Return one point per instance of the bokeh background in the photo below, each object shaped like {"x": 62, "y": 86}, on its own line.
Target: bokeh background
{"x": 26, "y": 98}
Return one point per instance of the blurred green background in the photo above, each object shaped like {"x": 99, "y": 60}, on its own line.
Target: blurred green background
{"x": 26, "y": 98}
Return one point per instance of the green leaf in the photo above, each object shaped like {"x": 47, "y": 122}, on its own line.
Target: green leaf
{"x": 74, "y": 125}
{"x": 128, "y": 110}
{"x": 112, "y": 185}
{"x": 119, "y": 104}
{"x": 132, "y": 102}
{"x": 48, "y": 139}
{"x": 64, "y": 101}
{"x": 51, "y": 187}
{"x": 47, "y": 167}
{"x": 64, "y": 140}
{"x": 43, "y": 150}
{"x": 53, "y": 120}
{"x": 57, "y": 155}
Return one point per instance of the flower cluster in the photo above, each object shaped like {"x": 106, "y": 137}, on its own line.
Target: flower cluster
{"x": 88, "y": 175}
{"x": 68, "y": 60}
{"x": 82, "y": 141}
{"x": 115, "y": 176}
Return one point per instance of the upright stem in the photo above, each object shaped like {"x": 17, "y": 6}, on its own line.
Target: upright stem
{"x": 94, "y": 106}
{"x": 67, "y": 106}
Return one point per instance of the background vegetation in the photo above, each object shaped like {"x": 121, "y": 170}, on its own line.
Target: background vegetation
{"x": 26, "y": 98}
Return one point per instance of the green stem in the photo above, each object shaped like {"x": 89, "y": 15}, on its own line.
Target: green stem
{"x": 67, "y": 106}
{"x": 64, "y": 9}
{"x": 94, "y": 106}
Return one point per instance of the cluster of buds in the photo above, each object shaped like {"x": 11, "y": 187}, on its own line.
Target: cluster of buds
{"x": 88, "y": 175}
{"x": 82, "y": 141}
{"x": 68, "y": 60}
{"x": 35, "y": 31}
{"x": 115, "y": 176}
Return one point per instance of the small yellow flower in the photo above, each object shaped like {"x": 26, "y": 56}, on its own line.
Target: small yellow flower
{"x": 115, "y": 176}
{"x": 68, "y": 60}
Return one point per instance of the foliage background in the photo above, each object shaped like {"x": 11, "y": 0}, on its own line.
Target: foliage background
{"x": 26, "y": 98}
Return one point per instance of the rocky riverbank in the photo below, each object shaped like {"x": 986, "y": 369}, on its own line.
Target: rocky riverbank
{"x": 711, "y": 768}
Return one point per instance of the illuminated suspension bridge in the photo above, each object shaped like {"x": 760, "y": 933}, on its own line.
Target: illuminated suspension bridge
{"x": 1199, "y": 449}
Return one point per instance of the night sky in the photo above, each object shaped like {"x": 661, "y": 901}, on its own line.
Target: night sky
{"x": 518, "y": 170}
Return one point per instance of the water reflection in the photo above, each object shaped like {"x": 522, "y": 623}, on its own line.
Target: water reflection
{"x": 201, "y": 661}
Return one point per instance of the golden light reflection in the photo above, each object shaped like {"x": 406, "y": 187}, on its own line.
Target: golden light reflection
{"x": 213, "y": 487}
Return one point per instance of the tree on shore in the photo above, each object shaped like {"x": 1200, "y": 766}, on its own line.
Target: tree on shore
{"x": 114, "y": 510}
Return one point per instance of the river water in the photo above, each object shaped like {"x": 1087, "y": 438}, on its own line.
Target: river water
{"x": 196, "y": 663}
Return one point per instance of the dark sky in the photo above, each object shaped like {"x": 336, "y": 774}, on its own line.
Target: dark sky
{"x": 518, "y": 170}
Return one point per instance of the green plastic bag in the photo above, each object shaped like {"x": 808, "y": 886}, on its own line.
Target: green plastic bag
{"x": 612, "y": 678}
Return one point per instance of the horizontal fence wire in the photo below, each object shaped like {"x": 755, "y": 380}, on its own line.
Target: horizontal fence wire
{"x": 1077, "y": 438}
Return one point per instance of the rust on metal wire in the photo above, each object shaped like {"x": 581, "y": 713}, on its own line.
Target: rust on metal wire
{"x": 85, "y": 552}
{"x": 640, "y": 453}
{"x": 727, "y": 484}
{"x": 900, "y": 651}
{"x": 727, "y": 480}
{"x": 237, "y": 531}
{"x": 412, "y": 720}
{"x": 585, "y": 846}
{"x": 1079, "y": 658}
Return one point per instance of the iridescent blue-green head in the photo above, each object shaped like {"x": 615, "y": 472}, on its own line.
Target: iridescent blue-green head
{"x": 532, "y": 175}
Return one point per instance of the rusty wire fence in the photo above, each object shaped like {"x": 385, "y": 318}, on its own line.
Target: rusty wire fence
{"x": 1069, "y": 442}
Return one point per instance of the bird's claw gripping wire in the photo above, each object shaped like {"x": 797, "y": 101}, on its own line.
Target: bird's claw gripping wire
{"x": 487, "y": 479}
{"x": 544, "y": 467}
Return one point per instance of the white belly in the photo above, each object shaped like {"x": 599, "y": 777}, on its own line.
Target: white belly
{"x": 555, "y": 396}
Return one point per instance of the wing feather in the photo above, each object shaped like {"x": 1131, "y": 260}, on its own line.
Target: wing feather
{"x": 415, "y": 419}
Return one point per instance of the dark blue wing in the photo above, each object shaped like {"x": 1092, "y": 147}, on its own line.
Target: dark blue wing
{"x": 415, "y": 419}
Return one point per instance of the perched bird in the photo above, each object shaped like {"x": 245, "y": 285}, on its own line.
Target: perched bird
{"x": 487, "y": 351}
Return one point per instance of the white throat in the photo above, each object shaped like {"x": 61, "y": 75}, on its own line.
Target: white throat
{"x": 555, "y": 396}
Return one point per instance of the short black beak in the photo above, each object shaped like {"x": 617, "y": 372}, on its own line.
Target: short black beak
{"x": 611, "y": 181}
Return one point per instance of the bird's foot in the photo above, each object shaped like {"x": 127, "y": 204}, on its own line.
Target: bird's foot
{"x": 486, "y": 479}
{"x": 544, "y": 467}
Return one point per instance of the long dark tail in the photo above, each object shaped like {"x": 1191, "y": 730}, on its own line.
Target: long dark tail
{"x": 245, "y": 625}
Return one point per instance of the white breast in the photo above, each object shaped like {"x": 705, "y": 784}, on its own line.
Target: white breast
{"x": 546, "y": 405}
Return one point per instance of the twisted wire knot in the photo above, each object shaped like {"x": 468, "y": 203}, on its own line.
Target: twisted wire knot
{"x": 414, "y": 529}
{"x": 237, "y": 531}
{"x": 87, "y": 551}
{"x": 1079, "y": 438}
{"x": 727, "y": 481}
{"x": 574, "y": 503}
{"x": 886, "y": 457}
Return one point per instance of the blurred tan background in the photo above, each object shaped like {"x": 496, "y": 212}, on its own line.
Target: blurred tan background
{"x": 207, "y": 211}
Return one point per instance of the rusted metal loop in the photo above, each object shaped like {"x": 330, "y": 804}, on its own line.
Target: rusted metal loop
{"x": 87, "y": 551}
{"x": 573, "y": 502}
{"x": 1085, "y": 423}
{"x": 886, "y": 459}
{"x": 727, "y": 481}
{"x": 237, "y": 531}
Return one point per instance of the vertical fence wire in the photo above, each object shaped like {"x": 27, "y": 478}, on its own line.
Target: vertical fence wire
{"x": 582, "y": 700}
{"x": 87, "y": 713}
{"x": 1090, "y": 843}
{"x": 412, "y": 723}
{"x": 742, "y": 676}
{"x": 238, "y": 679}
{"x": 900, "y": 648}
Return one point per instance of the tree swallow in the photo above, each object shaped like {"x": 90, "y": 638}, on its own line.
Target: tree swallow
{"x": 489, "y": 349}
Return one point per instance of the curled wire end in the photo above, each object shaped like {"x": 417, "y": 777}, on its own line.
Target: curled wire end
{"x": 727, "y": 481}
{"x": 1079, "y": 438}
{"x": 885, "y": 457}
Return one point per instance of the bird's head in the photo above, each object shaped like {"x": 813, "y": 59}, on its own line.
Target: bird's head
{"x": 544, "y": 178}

* EXERCISE AIM *
Output only the lines running from the line with "Return one point per instance of the tree swallow" through the final line of the data, inclusive.

* SOLUTION FOR THIS TASK *
Return one point per instance of the tree swallow in the photo above, each object shaped like {"x": 90, "y": 638}, on its own line.
Target: tree swallow
{"x": 489, "y": 349}
Return one point per instance of the curled wire end in the photo above, each object shaped like {"x": 417, "y": 777}, on its own line.
Target: curled wire end
{"x": 727, "y": 481}
{"x": 1079, "y": 438}
{"x": 885, "y": 457}
Return one point per instance of the bird's head in the photo above, each object shaped like {"x": 813, "y": 59}, on its own line.
Target: bird's head
{"x": 544, "y": 178}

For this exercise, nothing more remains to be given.